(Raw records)
---*---
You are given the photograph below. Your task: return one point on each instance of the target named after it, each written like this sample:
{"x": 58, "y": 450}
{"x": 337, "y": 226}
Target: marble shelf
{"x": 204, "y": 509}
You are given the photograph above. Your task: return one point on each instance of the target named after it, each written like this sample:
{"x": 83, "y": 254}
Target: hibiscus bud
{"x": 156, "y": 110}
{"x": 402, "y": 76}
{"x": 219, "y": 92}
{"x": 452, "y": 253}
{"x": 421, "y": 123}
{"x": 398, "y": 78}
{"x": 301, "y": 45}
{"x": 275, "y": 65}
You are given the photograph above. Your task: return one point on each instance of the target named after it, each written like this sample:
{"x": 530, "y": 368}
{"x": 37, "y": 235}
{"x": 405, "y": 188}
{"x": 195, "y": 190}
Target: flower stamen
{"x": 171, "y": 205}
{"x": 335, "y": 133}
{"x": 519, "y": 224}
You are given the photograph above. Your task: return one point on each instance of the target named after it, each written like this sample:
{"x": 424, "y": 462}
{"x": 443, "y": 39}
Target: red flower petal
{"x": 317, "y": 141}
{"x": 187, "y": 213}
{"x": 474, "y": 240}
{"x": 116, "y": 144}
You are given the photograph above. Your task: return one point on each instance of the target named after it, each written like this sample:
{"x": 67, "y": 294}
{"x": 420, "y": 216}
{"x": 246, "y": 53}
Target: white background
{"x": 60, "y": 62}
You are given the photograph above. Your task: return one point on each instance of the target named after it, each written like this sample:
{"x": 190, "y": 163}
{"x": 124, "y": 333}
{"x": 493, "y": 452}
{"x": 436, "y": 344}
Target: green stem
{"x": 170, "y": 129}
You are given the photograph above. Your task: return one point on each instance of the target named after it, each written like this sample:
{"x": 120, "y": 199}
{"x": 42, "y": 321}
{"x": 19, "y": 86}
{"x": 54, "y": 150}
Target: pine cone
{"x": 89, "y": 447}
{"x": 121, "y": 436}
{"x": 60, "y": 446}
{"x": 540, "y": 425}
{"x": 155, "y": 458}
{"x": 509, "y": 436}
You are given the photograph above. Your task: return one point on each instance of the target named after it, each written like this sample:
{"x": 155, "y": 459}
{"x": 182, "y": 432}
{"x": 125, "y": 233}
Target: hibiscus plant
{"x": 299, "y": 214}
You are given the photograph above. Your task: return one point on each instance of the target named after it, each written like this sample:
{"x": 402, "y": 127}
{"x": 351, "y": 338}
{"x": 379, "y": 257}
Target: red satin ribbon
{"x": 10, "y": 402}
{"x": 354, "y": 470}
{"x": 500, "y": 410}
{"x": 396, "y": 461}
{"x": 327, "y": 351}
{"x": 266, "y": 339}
---*---
◆ TASK TO COMPLETE
Recopy the entries above exactly, with every line included.

◆ EXERCISE RESPONSE
You are given the photograph below. Your task: return one point on each instance of the target named after it, each written like this sample:
{"x": 58, "y": 450}
{"x": 337, "y": 226}
Target: marble shelf
{"x": 204, "y": 509}
You are given the photograph above. Your task: return one point on each instance of the target named after it, each written like this sample:
{"x": 83, "y": 254}
Target: hibiscus bud
{"x": 156, "y": 110}
{"x": 402, "y": 76}
{"x": 219, "y": 92}
{"x": 452, "y": 253}
{"x": 421, "y": 123}
{"x": 398, "y": 78}
{"x": 301, "y": 45}
{"x": 275, "y": 65}
You are given the photograph above. Your task: return one point on each instance of the target named after it, each written like this sample:
{"x": 530, "y": 368}
{"x": 37, "y": 235}
{"x": 405, "y": 188}
{"x": 195, "y": 190}
Target: flower stamen
{"x": 171, "y": 205}
{"x": 335, "y": 133}
{"x": 519, "y": 224}
You are given the photograph above. Your task: return one point on each instance of the target named after it, each written like this sample:
{"x": 424, "y": 462}
{"x": 443, "y": 39}
Target: red flower petal
{"x": 317, "y": 141}
{"x": 187, "y": 213}
{"x": 474, "y": 240}
{"x": 116, "y": 144}
You are given the photograph above. Your task: return one point on each instance of the target named after it, each written like this sample:
{"x": 67, "y": 294}
{"x": 420, "y": 216}
{"x": 246, "y": 53}
Target: white background
{"x": 60, "y": 62}
You are given the photograph above. Your task: return one point on each instance of the target named after it, each written like this sample:
{"x": 190, "y": 163}
{"x": 124, "y": 333}
{"x": 493, "y": 452}
{"x": 436, "y": 344}
Target: green stem
{"x": 170, "y": 129}
You are given the photograph above. Your task: return one point on each instance of the target named after it, each written like this sample:
{"x": 120, "y": 199}
{"x": 42, "y": 321}
{"x": 19, "y": 86}
{"x": 54, "y": 150}
Target: pine cone
{"x": 89, "y": 447}
{"x": 121, "y": 436}
{"x": 60, "y": 446}
{"x": 540, "y": 425}
{"x": 155, "y": 458}
{"x": 509, "y": 436}
You are given the photograph above. Your task: return one point on each instance of the target named after it, each written like this sample:
{"x": 155, "y": 459}
{"x": 182, "y": 432}
{"x": 125, "y": 233}
Target: hibiscus plant
{"x": 299, "y": 214}
You are given the photograph above. Your task: return one point on each instance of the target named after it, each written like this sample:
{"x": 402, "y": 127}
{"x": 351, "y": 338}
{"x": 379, "y": 257}
Target: red satin ribbon
{"x": 10, "y": 402}
{"x": 354, "y": 470}
{"x": 500, "y": 410}
{"x": 396, "y": 461}
{"x": 327, "y": 351}
{"x": 266, "y": 339}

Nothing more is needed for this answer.